───── EXCERPTED TEXT ─────
Broadcast and home media
Ewoks was broadcast on ABC, originally with its sister series Droids (as part of The Ewoks and Droids Adventure Hour), and then by itself, as The All-New Ewoks. The series ran for two seasons of 13 half-hour episodes between 1985 and 1986 and was later shown in reruns on Sci-Fi Channel's Cartoon Quest.

Almost all of the episodes (except for "The Three Lessons"  and "Prow Beaten / Baga's Rival") were released on VHS in the 1980s and 1990s, most notably the UK PAL releases over six cassettes (Ewoks 1–6), which had the opening sequences and credits edited out. On April 2, 2021, the entire series was released on Disney+.

During the making of the Star Wars prequel trilogy, its producer, Rick McCallum, oversaw two direct-to-video compilation films, each compiled from four episodes of the series. The first, The Haunted Village, was released on VHS in 1997. The second, Tales from the Endor Woods, was released by 20th Century Fox Home Entertainment in 2004 on a DVD titled Star Wars: Animated Adventures – Ewoks (which also features The Haunted Village). The newer film includes narration from "Adult Wicket" (voiced by Alex Lindsay).

Reception
According to David Perlmutter, Ewoks was "unremarkable both technically and creatively." Screen Rant says the series was made at a time when "television executives had no idea what constituted good children's animated television", comparing it to series like The Smurfs, Snorks, or Care Bears. SyFy Wire calls the series "more a marketing ploy for Lucasfilm than a worthwhile extension of the franchise ... designed to sell toys, cereals, and action figures", though mentions that it "featured a few surprisingly entertaining installments that appealed to both parents and kids, particularly the penultimate episode, 'Battle for the Sunstar.'"
───── DATA BLOCK ─────
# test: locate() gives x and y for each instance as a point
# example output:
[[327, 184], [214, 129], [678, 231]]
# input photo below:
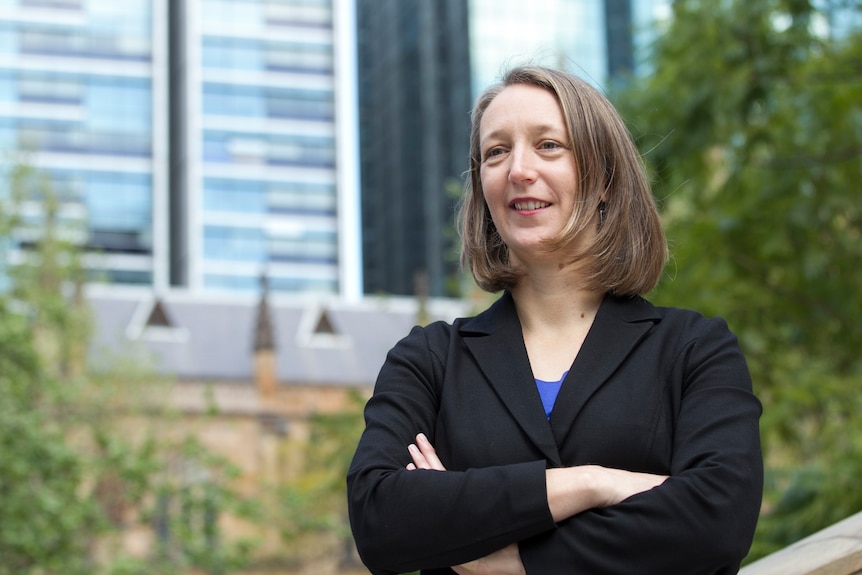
─────
- **DIRECTIVES**
A - Rewrite the part of the Ewoks series excerpt between "During the making" and "by Alex Lindsay).", inclusive, replacing "compilation films" with "anthology films".
B - Pick up the excerpt on the Ewoks series right after its final sentence and keep writing.

- **ANSWERS PROVIDED**
A -
During the making of the Star Wars prequel trilogy, its producer, Rick McCallum, oversaw two direct-to-video anthology films, each compiled from four episodes of the series. The first, The Haunted Village, was released on VHS in 1997. The second, Tales from the Endor Woods, was released by 20th Century Fox Home Entertainment in 2004 on a DVD titled Star Wars: Animated Adventures – Ewoks (which also features The Haunted Village). The newer film includes narration from "Adult Wicket" (voiced by Alex Lindsay).

B -
Some controversy has resulted from the Ewoks' apparent mastery of English while appearing not to speak the language in the Ewok films or Return of the Jedi (which are set some years later).

Legacy
Elements from the series are featured in Star Wars reference media, such as A Guide to the Star Wars Universe and the Star Wars Encyclopedia. A Dulok was shown on Coruscant in Chapter 21 of the 2D animated Clone Wars (2003). Ewoks was excluded from canon status in 2014, but some elements appear in the canon Ultimate Star Wars (2015) and later reference books, as well as the canon web series Star Wars Forces of Destiny (2018).

The series' opening titles are briefly featured in an episode of Stranger Things fourth season (2022).

Merchandising and media

Action figures
In 1985, Kenner Products produced a series of action figures based on the series. A second wave of figures were prototyped but ultimately cancelled due to poor sales of the initial wave. Several previously released Ewok themed vehicles, play sets, and accessories were advertised on the card backs of the figures but were curiously never offered in Ewoks Cartoon branded packaging.

Comics
In 1985, Star Comics, an imprint of Marvel, published a bi-monthly Ewoks comic based on the animated series. It ran for two years, with a total of 14 issues. Like the TV series, it was aimed towards a younger audience and produced parallel to a comic spun off from Droids. Issue #10 of Ewoks continued the "Lost in Time" crossover story from Droids #4. Additionally, Spanish comics publisher Editorial Gepsa produced two-page Ewoks comics as part of an anthology series.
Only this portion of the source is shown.